> _Exercise brief_: Repeat, exactly and alone, every line from the line that contains "point: the short" to the end of the entries.

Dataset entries
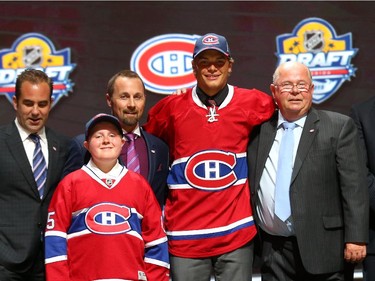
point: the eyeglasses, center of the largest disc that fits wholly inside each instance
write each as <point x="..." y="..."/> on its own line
<point x="288" y="86"/>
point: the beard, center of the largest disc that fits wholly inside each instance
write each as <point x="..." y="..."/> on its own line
<point x="130" y="121"/>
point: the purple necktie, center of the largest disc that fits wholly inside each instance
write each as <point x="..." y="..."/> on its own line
<point x="132" y="155"/>
<point x="39" y="165"/>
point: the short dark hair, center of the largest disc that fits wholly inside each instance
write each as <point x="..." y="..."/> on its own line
<point x="123" y="73"/>
<point x="33" y="76"/>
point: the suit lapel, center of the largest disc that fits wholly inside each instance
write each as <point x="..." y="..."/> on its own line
<point x="17" y="150"/>
<point x="53" y="158"/>
<point x="266" y="139"/>
<point x="309" y="132"/>
<point x="151" y="156"/>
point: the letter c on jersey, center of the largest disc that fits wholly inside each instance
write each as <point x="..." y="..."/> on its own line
<point x="108" y="218"/>
<point x="211" y="170"/>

> _Solution for this problem_:
point: the short dark hair, center of the largest disc that fits wholly inside each instance
write each as <point x="..." y="..."/> on its own line
<point x="123" y="73"/>
<point x="33" y="76"/>
point: the suit lapel, center of the largest disc that fits wholly inside each instance
write each as <point x="..." y="..."/> on its own line
<point x="17" y="150"/>
<point x="53" y="158"/>
<point x="266" y="139"/>
<point x="309" y="132"/>
<point x="151" y="156"/>
point: the letter c on jersey, center of the largest disc that fits wholly inside each instance
write each as <point x="..." y="..."/> on its own line
<point x="108" y="218"/>
<point x="211" y="170"/>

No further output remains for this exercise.